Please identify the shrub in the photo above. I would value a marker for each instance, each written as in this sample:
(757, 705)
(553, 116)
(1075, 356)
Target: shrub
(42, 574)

Work task:
Type out the whole listing above exactly.

Result of this task:
Please identify the shrub in the photo above. I would value a marker for each instance, each written as in this sample:
(757, 705)
(553, 116)
(1075, 356)
Target: shrub
(42, 574)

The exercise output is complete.